─── Trecho
“Esse é tempo de partido,
tempo de homens partidos.”
Carlos Drummond de Andrade
– Três refeições por dia
Quando Lula assumiu a Presidência da República, em primeiro de janeiro de 2003, prometeu lutar para que todos os brasileiros tivessem três refeições por dia. No governo, criou o Fome Zero para combater a privação alimentar que, à época, estimava-se em 40 milhões de pessoas. O programa visava atacar as causas estruturais do problema, como a concentração da riqueza e das terras. Tinha Frei Beto na Coordenação da Mobilização Social para a sustentação do desígnio. O mesmo durou cinco anos até o Bolsa Família converter-se em prioridade e tornar-se, depois da Previdência Social, no maior fator de distribuição de renda no Brasil. A reviravolta suscitou polêmica.
O Fome Zero, em tese, articulava-se com todas as pontas da administração federal, estadual e municipal. Frei Beto, por isso, considerava que possuía caráter emancipatório, enquanto o Bolsa Família teria caráter assistencialista. Sem adentrar na discussão, o importante é sublinhar que a fome fora, enfim, assumida como tema incontornável no Palácio do Planalto. Foi o dado novo na posse do presidente Luis Inácio Lula da Silva e no exercício de seu(s) mandato(s).
Se o Fome Zero obedecia à implementação centralizada, o Bolsa Família passou a ser administrado nos municípios pelas próprias Prefeituras. Estas reclamavam que não tiravam dividendos eleitorais ao acompanhar a trajetória do Fome Zero. Para saber sobre os desdobramentos do programa, ver os três volumes com mais de cem autores publicado pelo Ministério do Desenvolvimento Social e Combate à Fome (MDS), em parceria com a Organização das Nações Unidas (ONU) para a Agricultura e Alimentação (FAO) e a Fundação Banco do Brasil: “Fome Zero: Uma História Brasileira” (2011). O livro, a partir de uma contextualização, trabalhava quatro eixos:
1) ampliação do acesso de alimentos;
2) fortalecimento da agricultura familiar;
3) geração de renda e;
4) articulação, mobilização e controle social.
Que o livro não tenha sido destacado pelos meios de comunicação, não espanta. Aqueles têm lado na luta de classes, e não é o do combate estrutural à fome rumo à democracia econômica.
– Injustiça econômica, injustiça política
Aqui, não é necessário lembrar as conquistas, seja do Fome Zero, seja do Bolsa Família. Elas são de conhecimento público, assim como a sua destruição após o impeachment de Dilma e os desgovernos de Temer e sobretudo Bolsonaro. Com a retomada do projeto do neoliberalismo (ideologia) e a respectiva forma econômica (o livre mercado), as desigualdades sociais aumentaram e, em paralelo, o desemprego, a pobreza, a miséria e a fome. Prenúncios de mortes.
Em escala mundial, segundo o relatório da Organização Não-Governamental (ONG) britânica Oxfam, divulgado durante o Fórum Econômico de Davos (2014), 1% da população detém metade de toda a riqueza produzida. “Trocando em miúdos, os 85 indivíduos mais ricos possuem o mesmo que os 3,5 bilhões no outro extremo social. O 1% detém 110 trilhões do total de 241 trilhões de dólares. Os Estados Unidos lideram a lista de discrepância na distribuição do bolo”. Ver “Thomas Piketty e os Segredos dos Ricos” (Le Monde Diplomatique, 2014).
──────
◆ **Item da tarefa A**
Segundo o texto sobre o Fome Zero, quantas pessoas passavam por privação alimentar na época em que o programa foi criado?
◆ **Item da tarefa B**
Resuma em duas frases o texto sobre o Fome Zero.
◆ **Item da tarefa C**
Retome o texto sobre o Fome Zero e continue-o a partir da última frase apresentada.
─── Registros de dados
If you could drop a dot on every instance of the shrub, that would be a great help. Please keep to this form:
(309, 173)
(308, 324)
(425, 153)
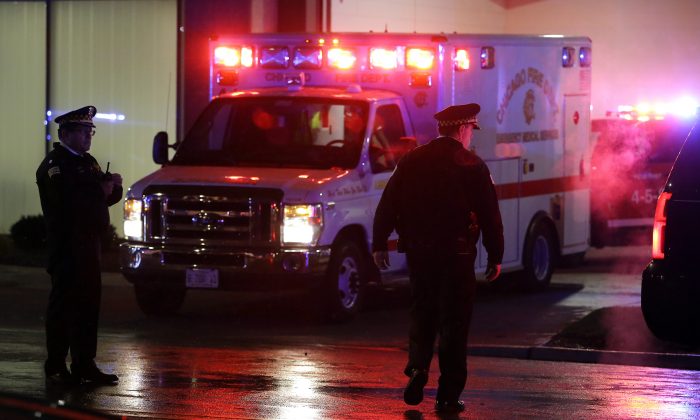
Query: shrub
(29, 232)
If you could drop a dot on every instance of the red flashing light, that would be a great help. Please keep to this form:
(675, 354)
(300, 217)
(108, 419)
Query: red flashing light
(342, 59)
(382, 58)
(659, 233)
(233, 57)
(461, 59)
(420, 58)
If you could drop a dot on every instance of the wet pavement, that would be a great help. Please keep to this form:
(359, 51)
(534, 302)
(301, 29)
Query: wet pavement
(346, 382)
(256, 357)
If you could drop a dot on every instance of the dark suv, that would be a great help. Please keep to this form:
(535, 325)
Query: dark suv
(629, 164)
(671, 282)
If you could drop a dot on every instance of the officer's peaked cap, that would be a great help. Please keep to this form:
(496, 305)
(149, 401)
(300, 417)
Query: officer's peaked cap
(456, 115)
(82, 116)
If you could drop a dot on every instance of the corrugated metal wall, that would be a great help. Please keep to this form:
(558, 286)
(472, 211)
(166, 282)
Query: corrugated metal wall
(117, 55)
(22, 107)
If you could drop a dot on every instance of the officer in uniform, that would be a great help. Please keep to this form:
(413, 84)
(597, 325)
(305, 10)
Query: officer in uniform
(439, 198)
(75, 195)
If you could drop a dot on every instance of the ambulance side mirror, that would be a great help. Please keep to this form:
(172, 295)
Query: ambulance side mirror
(160, 148)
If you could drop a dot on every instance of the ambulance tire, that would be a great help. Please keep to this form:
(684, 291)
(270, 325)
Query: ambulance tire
(156, 299)
(538, 257)
(343, 292)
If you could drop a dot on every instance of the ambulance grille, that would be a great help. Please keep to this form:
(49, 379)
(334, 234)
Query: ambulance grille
(212, 216)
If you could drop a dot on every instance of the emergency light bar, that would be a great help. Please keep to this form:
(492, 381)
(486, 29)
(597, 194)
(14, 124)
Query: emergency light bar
(419, 58)
(233, 56)
(342, 59)
(461, 59)
(274, 57)
(308, 58)
(685, 107)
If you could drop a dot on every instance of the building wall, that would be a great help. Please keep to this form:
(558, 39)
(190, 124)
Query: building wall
(22, 101)
(117, 55)
(464, 16)
(642, 50)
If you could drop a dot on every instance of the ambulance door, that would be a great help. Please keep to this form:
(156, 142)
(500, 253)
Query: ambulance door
(387, 144)
(506, 175)
(576, 166)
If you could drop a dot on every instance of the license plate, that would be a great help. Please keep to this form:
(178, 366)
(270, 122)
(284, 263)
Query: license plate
(202, 278)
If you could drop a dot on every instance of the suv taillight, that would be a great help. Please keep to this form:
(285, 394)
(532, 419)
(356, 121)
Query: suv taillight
(659, 234)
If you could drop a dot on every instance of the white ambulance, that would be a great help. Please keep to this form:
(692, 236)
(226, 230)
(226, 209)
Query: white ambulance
(275, 185)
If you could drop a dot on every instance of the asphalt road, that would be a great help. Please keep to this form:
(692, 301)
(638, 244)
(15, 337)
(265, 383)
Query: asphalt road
(227, 355)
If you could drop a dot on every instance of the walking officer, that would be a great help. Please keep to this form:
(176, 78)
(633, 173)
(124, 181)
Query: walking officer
(439, 199)
(75, 195)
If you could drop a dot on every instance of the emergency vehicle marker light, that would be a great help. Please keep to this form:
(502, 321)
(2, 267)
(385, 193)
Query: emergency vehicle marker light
(274, 57)
(341, 58)
(461, 59)
(302, 223)
(133, 226)
(247, 57)
(227, 78)
(382, 58)
(584, 57)
(420, 58)
(421, 80)
(659, 233)
(308, 58)
(488, 57)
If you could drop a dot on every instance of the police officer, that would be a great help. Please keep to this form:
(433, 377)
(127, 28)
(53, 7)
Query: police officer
(439, 198)
(75, 195)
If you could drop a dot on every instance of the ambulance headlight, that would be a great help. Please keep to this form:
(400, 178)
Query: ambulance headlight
(133, 225)
(302, 224)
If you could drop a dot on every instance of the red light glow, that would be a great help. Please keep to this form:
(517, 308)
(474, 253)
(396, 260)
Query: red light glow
(382, 58)
(341, 58)
(658, 235)
(419, 58)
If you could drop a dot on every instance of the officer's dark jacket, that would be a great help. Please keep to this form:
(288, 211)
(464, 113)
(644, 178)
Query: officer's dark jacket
(74, 205)
(429, 199)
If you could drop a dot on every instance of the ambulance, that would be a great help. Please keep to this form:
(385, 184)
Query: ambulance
(276, 184)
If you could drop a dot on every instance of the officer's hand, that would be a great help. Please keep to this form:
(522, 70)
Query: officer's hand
(381, 259)
(107, 187)
(117, 179)
(492, 271)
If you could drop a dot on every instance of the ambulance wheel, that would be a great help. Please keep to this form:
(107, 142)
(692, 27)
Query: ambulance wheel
(539, 257)
(344, 290)
(156, 299)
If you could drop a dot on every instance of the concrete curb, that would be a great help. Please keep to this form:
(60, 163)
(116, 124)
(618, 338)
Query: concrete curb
(563, 354)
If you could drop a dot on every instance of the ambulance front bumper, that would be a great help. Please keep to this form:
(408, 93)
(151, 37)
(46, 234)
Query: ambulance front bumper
(285, 268)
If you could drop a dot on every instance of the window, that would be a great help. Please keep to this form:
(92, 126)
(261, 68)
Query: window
(387, 145)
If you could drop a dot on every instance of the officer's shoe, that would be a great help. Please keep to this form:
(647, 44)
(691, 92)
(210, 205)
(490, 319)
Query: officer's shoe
(57, 373)
(451, 406)
(413, 394)
(89, 373)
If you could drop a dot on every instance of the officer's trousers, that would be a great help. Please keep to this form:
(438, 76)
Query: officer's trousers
──────
◆ **Resposta escrita A**
Estimava-se em 40 milhões de pessoas.

◆ **Resposta escrita B**
Ao assumir a Presidência em 2003, Lula criou o Fome Zero para combater a fome, programa que durou cinco anos até o Bolsa Família virar prioridade e se tornar, depois da Previdência Social, o maior fator de distribuição de renda no Brasil. Essas conquistas foram destruídas após o impeachment de Dilma e sob Temer e sobretudo Bolsonaro, quando aumentaram as desigualdades sociais, o desemprego, a pobreza, a miséria e a fome.

◆ **Resposta escrita C**
Ninguém ignora que há uma relação estreita entre a concentração de riqueza (e terras) e a captura dos dispositivos políticos através de mandatos parlamentares, que asseguram a governabilidade (ou não, se for de sua vontade) em cada sociedade. A tendência com o agravamento das iniquidades é que se forje um véu para legitimar a opressão e a exploração, inclusive os crimes contra o meio ambiente. O teórico marxista Fredric Jameson (“Cultura e Capital Financeiro”, 1997) comparava o avanço neoliberal à propagação de um vírus biológico: “O sistema é como uma espécie de vírus… parecido a uma epidemia, uma epidemia de epidemias”. Com essa analogia, muito atual, sugeria que a dinâmica do neoliberalismo confrontava a humanidade com um grande Mal.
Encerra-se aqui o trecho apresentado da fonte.